— THE DATA —

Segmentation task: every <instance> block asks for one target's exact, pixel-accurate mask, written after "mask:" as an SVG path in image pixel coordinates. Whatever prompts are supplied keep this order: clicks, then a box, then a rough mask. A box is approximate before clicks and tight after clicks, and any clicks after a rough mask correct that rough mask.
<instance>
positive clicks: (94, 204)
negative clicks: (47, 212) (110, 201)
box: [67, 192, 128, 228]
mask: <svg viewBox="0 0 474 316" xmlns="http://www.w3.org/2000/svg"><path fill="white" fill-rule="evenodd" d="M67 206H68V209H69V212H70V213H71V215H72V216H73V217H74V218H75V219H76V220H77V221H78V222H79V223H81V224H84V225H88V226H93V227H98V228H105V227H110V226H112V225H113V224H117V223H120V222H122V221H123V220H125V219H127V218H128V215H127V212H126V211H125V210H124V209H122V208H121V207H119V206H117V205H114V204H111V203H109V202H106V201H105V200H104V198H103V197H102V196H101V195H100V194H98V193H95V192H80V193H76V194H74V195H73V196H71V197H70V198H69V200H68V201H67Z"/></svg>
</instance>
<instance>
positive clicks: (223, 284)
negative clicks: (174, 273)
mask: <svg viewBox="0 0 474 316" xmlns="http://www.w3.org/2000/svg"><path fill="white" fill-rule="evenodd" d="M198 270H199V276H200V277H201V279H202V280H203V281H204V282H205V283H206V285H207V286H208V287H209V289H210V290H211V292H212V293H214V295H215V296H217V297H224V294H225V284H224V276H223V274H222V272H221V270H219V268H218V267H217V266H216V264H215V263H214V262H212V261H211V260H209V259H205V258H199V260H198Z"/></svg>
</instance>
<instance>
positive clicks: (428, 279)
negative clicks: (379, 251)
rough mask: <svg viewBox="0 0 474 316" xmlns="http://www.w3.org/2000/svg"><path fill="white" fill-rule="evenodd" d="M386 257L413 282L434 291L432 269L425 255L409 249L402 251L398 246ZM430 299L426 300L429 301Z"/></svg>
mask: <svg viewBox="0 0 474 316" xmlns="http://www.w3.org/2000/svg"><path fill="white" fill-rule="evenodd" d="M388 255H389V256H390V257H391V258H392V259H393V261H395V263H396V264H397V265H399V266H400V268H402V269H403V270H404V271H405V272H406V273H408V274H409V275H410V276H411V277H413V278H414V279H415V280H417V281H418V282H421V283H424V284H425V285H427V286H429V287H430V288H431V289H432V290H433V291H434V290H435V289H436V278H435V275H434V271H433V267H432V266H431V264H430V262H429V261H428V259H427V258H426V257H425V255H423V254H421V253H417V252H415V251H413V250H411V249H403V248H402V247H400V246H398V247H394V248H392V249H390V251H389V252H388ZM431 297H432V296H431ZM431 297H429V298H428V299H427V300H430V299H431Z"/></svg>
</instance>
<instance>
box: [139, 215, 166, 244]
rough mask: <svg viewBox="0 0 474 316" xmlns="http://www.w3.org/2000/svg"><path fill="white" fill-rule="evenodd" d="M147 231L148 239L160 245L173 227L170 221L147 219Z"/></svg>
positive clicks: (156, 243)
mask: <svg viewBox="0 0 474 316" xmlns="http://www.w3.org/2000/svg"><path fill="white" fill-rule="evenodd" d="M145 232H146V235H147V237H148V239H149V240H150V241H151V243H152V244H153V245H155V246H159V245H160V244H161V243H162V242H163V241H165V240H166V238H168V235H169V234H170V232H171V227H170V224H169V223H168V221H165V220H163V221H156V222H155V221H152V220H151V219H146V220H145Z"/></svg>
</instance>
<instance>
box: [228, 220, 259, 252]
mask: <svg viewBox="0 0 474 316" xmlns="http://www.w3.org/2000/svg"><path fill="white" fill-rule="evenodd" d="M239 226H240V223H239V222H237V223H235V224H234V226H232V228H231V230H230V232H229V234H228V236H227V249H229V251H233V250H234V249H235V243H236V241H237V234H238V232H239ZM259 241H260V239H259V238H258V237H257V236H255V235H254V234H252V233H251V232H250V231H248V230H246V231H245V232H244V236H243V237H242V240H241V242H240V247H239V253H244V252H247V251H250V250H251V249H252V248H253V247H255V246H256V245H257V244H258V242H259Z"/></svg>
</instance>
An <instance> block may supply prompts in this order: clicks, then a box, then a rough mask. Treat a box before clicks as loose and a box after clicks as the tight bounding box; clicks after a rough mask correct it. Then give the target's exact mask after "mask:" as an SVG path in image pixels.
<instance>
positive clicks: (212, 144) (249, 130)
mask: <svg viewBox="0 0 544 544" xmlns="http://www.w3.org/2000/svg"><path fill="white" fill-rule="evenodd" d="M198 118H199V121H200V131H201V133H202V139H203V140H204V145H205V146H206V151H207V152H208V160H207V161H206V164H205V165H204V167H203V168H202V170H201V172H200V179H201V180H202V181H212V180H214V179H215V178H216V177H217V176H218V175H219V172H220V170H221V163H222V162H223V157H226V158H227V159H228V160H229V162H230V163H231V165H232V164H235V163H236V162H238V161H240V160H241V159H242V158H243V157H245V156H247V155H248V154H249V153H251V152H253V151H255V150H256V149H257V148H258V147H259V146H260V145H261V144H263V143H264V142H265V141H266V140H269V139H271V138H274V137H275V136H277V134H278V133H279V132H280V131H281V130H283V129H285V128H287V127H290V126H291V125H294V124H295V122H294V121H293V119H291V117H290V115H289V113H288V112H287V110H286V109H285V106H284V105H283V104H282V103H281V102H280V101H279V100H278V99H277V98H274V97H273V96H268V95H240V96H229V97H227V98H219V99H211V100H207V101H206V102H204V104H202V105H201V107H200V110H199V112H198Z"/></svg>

— TASK DIRECTIONS —
Filter the records down to each line containing the string "negative", and copy those lines.

— EXERCISE ANSWER —
negative clicks: (47, 212) (110, 201)
negative clicks: (174, 273)
negative clicks: (379, 251)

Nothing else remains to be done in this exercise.